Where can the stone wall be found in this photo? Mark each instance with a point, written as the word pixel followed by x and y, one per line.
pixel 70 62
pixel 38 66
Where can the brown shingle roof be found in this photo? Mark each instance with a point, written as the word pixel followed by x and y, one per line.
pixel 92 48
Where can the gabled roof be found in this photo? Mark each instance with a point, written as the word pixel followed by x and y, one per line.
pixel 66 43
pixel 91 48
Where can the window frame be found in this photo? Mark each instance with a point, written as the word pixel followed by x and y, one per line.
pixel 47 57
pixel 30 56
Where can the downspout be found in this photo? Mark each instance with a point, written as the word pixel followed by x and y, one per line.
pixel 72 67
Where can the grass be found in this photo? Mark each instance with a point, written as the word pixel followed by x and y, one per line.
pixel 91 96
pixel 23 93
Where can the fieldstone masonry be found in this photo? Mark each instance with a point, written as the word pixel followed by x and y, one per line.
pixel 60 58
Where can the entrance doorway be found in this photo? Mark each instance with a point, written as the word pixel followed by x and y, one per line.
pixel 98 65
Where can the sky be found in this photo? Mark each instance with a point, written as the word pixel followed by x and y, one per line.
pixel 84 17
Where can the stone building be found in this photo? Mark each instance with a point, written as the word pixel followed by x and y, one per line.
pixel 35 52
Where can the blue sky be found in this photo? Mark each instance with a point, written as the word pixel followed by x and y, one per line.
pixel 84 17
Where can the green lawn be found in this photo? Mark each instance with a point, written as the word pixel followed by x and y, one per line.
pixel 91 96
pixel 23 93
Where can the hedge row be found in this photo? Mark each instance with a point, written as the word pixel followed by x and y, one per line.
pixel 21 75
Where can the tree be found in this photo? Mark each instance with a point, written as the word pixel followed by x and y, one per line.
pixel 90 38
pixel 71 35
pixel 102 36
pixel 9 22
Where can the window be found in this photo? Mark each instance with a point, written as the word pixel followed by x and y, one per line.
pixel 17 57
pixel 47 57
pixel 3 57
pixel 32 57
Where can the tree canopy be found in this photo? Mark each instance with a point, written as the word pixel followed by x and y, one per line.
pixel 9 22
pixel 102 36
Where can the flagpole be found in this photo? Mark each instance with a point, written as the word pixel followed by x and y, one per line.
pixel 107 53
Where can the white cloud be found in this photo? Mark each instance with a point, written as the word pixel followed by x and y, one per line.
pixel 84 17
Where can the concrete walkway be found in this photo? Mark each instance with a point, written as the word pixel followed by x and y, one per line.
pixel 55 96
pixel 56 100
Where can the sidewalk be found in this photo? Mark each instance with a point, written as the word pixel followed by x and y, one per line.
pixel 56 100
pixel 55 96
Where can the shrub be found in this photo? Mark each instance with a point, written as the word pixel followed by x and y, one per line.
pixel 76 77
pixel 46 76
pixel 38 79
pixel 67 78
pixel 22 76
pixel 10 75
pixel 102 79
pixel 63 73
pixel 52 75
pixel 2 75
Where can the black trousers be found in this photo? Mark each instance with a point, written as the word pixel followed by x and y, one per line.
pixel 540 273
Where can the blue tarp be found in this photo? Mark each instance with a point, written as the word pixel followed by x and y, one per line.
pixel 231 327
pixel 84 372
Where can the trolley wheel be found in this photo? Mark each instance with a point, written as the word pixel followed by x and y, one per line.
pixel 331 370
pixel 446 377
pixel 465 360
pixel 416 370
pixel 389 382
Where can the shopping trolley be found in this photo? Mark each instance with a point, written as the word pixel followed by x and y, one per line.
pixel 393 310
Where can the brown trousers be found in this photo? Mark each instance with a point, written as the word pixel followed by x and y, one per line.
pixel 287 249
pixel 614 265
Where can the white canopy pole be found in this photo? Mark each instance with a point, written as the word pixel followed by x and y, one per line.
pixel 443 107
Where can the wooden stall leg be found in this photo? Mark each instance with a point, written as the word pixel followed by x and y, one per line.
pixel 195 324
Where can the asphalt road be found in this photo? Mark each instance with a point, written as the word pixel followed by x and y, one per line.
━━━━━━━━━━━━━━━━
Exercise details: Copy out word for word the lines above, from the very first one through the line holding "pixel 92 48", with both ends included.

Result below:
Where can the stone wall be found in this photo? Mark each instance with a point, written as the word pixel followed by x and y, one per line.
pixel 70 62
pixel 38 66
Where can the brown shingle roof be found in this photo? Mark each instance with a point, written as the word pixel followed by x and y, one per line.
pixel 92 48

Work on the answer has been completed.